Ejercicios —
a - Copia, por favor, el fragmento de la página entero y sin ningún cambio.
b - ¿Cuántas líneas de los registros contienen la palabra "hillside"? Se distinguen mayúsculas y minúsculas; responde solo con el número.

Fragmento de la página —
□ □ □ □

Mi venida tuvo lugar el año treinta y cinco del siglo primero; y no solamente vine para esparcir mis doctrinas sino para derribar la falsedad y echar a los hipócritas, que casi habían conquistado al mundo. Precisaba empezar una nueva Era, e inicié la regenera­ción, que luego continuaron los Apóstoles. Hasta hoy continuáis con la misma, y estáis ya en el siglo XX. Habéis llegado punto menos que a lo que llegaron en aquel tiempo: casi al colmo de la destrucción de mi doctrina. ¡Ay hermanos! ¡Siglo terrible y fatal será este para la humanidad! Todas las aras han concluido a los dos mil años: así consta en las Sagradas Escrituras.

Habéis entrado en el siglo XX, y no llegaréis a la mitad de él que no veáis cosas muy grandes. El tiempo, otra vez, ha llegado: mis palabras no pueden faltar, porque son inspiradas por el mismo Padre. El me dictó los Evangelios y éstos se cumplirán al pie de la letra. Para poder salvaros ha venido el Espíritu de Verdad, esa luz que esparce el Espiritismo. Adaptándoos a él todos podríais salvaros. Es la única arca santa a la que debéis acogeros los que queráis salvaros del universal naufragio.

□ □ □ □

Datos proporcionados —
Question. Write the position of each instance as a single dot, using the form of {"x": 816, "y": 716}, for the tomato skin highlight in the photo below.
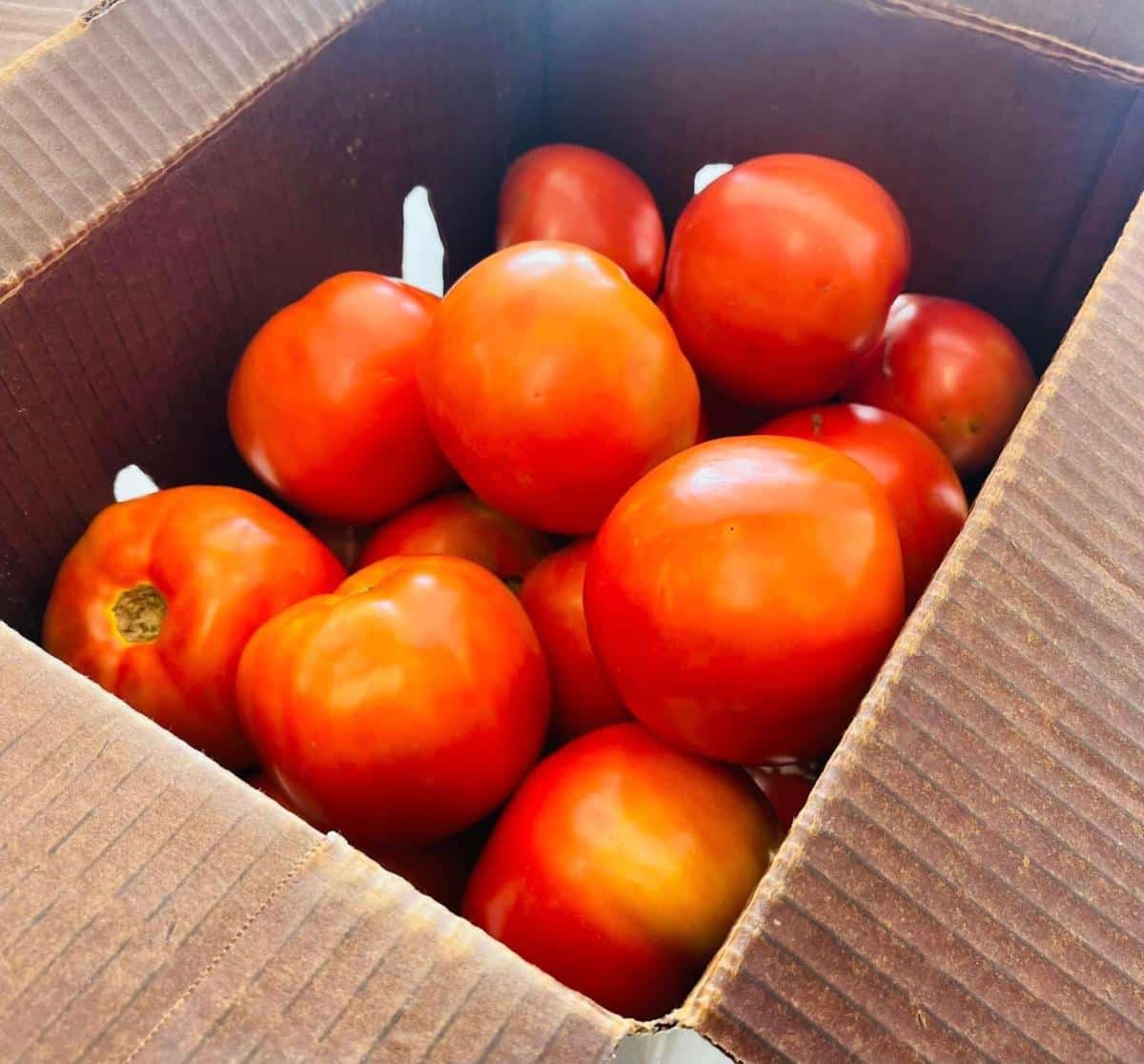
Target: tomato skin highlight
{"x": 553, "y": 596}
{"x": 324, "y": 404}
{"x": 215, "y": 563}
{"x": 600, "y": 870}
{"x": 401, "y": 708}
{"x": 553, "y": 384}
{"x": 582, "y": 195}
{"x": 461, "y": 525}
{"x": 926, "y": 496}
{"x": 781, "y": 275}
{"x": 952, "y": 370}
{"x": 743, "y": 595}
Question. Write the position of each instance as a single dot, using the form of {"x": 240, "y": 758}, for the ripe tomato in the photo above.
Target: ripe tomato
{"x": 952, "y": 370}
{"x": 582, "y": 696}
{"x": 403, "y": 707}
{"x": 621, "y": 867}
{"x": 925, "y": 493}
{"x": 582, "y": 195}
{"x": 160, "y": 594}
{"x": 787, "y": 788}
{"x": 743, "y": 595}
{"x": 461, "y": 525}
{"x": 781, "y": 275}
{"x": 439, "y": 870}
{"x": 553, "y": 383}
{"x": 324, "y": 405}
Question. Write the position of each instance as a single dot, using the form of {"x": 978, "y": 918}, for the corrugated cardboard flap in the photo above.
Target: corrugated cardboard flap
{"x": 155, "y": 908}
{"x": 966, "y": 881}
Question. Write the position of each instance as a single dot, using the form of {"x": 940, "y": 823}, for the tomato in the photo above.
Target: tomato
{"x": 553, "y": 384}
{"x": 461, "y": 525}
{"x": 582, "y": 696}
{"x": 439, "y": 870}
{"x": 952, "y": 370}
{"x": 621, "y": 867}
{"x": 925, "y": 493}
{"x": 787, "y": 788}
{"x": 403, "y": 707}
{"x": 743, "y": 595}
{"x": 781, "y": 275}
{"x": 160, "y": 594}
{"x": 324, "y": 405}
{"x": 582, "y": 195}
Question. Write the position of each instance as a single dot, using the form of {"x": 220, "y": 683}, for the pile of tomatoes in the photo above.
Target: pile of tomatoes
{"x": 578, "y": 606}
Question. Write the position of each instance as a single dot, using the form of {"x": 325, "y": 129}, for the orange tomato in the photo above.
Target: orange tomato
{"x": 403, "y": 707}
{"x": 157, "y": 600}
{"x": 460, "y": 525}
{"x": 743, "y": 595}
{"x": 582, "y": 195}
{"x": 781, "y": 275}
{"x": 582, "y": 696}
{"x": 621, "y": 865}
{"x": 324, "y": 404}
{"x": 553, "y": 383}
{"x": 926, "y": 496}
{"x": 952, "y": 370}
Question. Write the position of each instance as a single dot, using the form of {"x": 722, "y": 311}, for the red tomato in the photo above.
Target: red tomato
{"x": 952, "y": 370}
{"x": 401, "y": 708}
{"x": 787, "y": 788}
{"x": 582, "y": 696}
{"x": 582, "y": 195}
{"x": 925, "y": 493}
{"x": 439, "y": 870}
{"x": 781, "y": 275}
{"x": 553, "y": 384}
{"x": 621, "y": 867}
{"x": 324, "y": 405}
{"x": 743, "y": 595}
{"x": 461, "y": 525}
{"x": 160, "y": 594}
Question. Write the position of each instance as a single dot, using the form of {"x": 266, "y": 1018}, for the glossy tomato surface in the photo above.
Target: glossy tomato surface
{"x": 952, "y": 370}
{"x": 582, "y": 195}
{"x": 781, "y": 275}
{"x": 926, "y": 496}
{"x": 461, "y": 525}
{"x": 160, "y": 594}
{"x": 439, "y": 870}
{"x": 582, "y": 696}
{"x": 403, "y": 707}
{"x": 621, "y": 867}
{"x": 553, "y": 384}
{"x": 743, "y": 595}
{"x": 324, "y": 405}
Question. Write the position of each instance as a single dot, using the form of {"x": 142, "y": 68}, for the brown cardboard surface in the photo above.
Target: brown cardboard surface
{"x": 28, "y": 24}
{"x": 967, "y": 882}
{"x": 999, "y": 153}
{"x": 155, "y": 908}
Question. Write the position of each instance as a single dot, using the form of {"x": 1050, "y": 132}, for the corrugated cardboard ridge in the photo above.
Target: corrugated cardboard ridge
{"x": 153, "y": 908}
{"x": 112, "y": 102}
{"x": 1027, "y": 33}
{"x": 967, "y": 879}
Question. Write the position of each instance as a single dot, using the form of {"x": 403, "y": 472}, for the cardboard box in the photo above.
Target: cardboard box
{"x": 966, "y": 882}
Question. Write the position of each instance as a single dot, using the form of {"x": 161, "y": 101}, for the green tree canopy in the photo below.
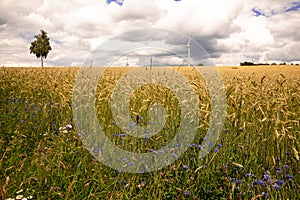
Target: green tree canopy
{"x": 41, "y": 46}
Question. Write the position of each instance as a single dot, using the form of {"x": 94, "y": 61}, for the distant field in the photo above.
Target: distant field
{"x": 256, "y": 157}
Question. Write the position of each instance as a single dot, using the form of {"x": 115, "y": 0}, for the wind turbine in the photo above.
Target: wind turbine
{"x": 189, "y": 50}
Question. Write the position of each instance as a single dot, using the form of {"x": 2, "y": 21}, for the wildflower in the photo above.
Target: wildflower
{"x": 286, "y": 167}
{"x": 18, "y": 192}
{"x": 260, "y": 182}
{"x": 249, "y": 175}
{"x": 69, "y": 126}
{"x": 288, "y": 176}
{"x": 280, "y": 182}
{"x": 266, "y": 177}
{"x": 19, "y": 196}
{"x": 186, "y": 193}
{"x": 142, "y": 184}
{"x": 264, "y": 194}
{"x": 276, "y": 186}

□ □ □ □

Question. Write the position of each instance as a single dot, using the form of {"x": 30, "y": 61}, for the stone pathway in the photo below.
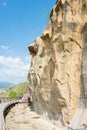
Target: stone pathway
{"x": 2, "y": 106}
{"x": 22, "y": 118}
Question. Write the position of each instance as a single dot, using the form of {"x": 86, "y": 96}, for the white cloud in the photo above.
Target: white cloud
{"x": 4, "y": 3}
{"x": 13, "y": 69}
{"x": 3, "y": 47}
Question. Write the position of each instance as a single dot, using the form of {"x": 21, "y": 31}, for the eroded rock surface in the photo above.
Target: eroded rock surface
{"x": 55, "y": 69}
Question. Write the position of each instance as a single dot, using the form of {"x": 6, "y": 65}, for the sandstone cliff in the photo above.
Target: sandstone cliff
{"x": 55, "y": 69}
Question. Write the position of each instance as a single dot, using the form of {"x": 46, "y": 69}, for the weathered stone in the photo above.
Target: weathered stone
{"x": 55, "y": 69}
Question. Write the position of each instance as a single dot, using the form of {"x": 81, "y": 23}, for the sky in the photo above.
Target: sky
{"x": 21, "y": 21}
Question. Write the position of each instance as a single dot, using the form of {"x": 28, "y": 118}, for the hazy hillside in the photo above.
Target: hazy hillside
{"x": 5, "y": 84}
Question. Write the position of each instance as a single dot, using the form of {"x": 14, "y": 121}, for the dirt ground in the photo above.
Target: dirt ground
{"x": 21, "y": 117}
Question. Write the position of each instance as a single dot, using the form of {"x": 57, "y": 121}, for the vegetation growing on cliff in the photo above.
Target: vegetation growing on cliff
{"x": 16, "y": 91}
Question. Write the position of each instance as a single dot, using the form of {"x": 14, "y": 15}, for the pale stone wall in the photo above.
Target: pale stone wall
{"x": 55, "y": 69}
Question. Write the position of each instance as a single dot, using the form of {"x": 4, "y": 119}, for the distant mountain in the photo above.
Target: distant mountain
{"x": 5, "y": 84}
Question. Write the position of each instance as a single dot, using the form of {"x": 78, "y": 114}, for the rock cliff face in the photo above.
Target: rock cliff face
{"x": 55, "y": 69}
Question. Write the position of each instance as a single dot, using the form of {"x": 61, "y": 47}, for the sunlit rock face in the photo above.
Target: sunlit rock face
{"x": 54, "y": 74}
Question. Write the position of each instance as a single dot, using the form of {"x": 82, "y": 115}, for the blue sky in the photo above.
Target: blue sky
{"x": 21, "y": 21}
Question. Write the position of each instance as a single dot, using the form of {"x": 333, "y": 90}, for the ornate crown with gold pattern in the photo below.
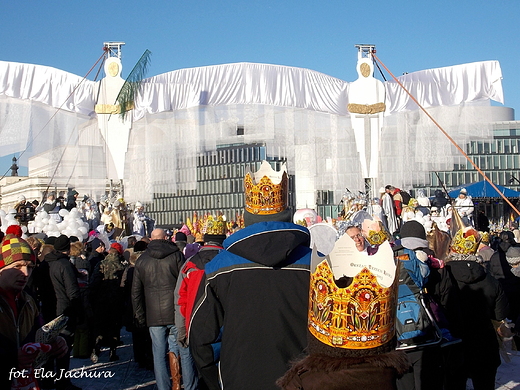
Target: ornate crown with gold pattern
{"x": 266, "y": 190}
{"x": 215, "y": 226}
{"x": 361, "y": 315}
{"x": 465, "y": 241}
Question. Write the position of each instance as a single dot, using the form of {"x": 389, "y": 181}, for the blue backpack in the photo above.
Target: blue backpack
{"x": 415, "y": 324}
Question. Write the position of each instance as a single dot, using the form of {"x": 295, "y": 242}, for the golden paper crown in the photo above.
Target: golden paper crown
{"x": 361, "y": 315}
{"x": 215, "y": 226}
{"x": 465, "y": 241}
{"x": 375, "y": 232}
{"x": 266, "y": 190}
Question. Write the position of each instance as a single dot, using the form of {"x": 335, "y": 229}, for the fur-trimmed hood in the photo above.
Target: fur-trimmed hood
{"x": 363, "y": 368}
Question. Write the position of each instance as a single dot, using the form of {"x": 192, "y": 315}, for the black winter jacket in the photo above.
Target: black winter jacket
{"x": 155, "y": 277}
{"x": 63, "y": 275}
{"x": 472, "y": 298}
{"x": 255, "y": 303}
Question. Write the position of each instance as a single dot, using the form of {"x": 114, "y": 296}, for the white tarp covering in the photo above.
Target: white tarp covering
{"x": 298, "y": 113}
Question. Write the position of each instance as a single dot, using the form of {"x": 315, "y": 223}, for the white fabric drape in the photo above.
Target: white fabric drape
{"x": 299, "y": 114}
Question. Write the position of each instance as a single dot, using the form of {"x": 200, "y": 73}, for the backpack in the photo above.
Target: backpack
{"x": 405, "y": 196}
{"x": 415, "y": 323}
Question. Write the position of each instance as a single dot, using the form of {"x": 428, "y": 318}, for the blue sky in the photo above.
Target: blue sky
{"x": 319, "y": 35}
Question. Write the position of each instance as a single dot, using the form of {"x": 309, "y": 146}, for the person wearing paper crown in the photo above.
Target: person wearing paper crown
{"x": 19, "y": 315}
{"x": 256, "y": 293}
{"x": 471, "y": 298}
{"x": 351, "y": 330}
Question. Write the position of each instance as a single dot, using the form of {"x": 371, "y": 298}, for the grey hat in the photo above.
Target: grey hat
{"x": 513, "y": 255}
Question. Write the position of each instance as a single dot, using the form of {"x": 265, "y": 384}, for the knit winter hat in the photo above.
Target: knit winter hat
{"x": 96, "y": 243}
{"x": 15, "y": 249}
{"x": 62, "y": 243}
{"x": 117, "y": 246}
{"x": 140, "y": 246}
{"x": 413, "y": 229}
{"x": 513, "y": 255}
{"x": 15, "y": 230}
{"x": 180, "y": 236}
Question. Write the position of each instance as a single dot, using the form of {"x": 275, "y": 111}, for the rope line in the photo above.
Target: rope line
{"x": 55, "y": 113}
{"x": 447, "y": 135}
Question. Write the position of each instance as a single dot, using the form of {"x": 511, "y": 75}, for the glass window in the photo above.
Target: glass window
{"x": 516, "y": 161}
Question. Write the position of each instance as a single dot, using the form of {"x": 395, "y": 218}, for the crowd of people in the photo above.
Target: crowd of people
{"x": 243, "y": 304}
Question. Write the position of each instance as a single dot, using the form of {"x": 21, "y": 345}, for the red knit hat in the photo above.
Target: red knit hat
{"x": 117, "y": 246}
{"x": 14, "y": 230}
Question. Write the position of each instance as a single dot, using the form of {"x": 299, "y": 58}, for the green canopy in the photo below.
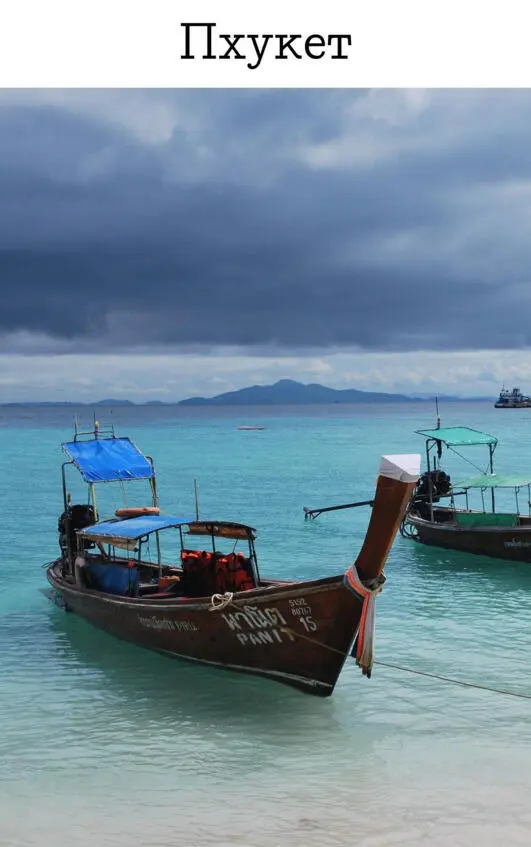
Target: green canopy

□ □ □ □

Soluciones —
a -
Mi venida tuvo lugar el año treinta y cinco del siglo primero; y no solamente vine para esparcir mis doctrinas sino para derribar la falsedad y echar a los hipócritas, que casi habían conquistado al mundo. Precisaba empezar una nueva Era, e inicié la regenera­ción, que luego continuaron los Apóstoles. Hasta hoy continuáis con la misma, y estáis ya en el siglo XX. Habéis llegado punto menos que a lo que llegaron en aquel tiempo: casi al colmo de la destrucción de mi doctrina. ¡Ay hermanos! ¡Siglo terrible y fatal será este para la humanidad! Todas las aras han concluido a los dos mil años: así consta en las Sagradas Escrituras.

Habéis entrado en el siglo XX, y no llegaréis a la mitad de él que no veáis cosas muy grandes. El tiempo, otra vez, ha llegado: mis palabras no pueden faltar, porque son inspiradas por el mismo Padre. El me dictó los Evangelios y éstos se cumplirán al pie de la letra. Para poder salvaros ha venido el Espíritu de Verdad, esa luz que esparce el Espiritismo. Adaptándoos a él todos podríais salvaros. Es la única arca santa a la que debéis acogeros los que queráis salvaros del universal naufragio.

b - 2